▶ **TAREA ASIGNADA A**
Extraiga de los registros cada línea que contenga la palabra "metal", distinguiendo entre mayúsculas y minúsculas.

▶ **PASAJE CITADO**
....
En su lugar, optan por una orgullosa exhibición de lo “bajo”, lo plebeyo (que, por supuesto, varía en función de cada país). En consecuencia, una estrategia populista implica no solo una capa descriptiva (es decir, la articulación de demandas no satisfechas en una nueva identidad y la identificación de un enemigo común), sino también una performativa: el “pueblo” debe verse representado en las maneras, formas de hablar y actuar del supuesto líder, no solo en el contenido literal de su discurso. Esto lo vemos en los líderes actuales como Donald Trump, Jair Bolsonaro, Javier Milei, Andrés Manuel López Obrador o el ya difunto Hugo Chávez, famosos por su forma grosera y directa de hablar, sin suavizar ni contener declaraciones controvertidas.
Esta identificación con un líder o con un proyecto político recuerda las reflexiones freudianas sobre el superyó. El sujeto con el que nos identificamos políticamente tiene una doble naturaleza: debe ser inalcanzable e imitable al mismo tiempo. Inalcanzable porque siempre está más allá de nuestro alcance: precisamente por eso puede funcionar como un ideal moral. Sin embargo, también necesita estar lo suficientemente cerca de nosotros para ser imitable y, así, satisfacer nuestra necesidad de sentirnos bien con nosotros mismos, con nuestra imagen, a través de la identificación con ese líder (lo que Freud llamaba “satisfacción narcisista”). ¿Qué ocurre cuando esto no es así, cuando un modelo se vuelve inalcanzable? Que comienza a volverse un mero elemento represivo: genera sentimientos de inferioridad y frustración. En comparación con él soy deficiente, malo, tonto, vago, irresponsable… (dependiendo de los valores que encarne ese ideal). De modo que, a largo plazo, el deseo de imitar este modelo se desvanece ya que no aporta beneficio psicológico, y la situación de superioridad de los que están “arriba” no se reconoce como justa. Entonces, surge un espacio político para nuevos líderes.
....
▶ **DATOS DISPONIBLES**

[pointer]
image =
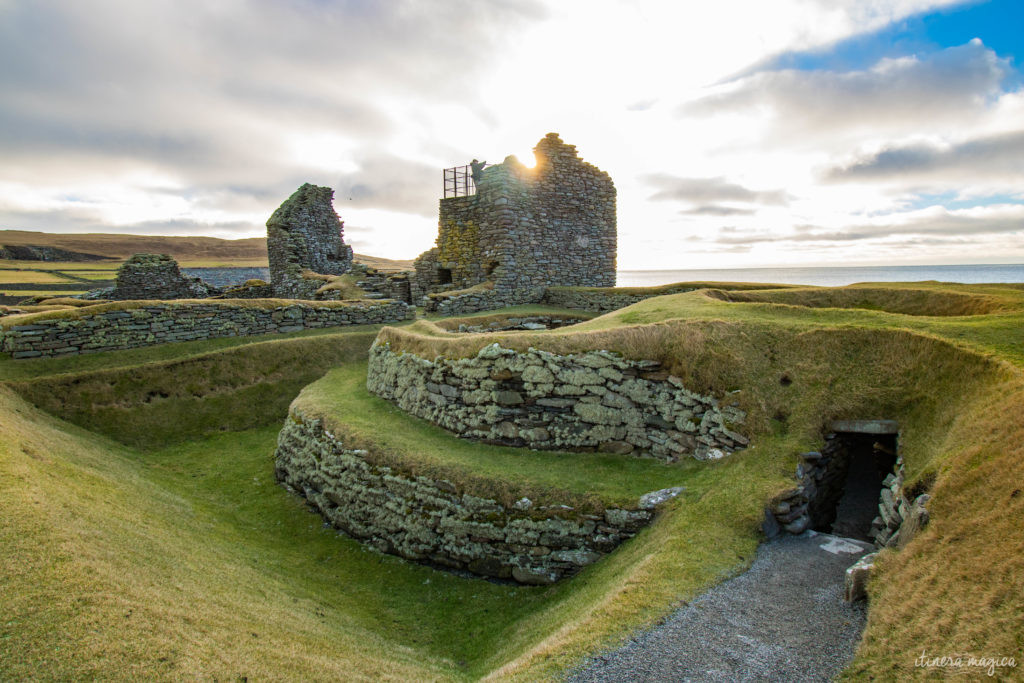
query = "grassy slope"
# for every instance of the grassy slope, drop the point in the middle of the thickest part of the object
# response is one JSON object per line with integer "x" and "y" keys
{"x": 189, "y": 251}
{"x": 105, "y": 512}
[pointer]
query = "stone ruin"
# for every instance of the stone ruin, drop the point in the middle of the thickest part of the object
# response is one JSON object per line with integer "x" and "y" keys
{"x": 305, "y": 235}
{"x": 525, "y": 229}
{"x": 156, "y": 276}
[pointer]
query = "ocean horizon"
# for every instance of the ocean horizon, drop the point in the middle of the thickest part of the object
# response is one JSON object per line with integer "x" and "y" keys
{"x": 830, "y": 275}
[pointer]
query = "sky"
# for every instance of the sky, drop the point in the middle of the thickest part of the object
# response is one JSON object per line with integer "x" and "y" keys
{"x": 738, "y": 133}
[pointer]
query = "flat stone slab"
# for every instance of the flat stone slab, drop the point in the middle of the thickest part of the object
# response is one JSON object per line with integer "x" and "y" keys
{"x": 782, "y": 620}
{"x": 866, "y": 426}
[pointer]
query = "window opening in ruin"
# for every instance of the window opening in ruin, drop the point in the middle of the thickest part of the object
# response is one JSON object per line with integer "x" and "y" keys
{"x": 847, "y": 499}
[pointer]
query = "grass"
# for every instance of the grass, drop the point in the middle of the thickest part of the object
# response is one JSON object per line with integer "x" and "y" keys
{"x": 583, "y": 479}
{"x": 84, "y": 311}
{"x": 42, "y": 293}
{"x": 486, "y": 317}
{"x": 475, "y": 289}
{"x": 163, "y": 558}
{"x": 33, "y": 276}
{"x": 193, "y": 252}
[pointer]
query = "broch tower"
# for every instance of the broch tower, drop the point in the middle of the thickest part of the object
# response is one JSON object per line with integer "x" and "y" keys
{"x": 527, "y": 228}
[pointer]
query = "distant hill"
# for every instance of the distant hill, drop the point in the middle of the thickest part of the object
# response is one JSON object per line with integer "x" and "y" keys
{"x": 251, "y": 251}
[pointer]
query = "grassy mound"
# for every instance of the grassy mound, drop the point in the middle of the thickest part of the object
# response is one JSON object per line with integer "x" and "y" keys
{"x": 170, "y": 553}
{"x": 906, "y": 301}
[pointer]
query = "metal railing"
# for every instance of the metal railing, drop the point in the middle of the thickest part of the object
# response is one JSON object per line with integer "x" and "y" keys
....
▶ **TAREA ASIGNADA B**
Determine si cada afirmación concuerda con el pasaje sobre el populismo. Responda sí o no y cite literalmente las palabras del pasaje que lo deciden.
(i) El sujeto con el que uno se identifica políticamente debe ser a la vez inalcanzable e imitable.
(ii) La estrategia populista se limita a una capa descriptiva.
(iii) Cuando un modelo se vuelve inalcanzable, genera sentimientos de superioridad.

▶ **SOLUCIÓN COMPLETA A**
query = "metal railing"
# for every instance of the metal railing, drop the point in the middle of the thickest part of the object

▶ **SOLUCIÓN COMPLETA B**
(i) Sí: “debe ser inalcanzable e imitable al mismo tiempo”.
(ii) No: “sino también una performativa”.
(iii) No: “genera sentimientos de inferioridad y frustración”.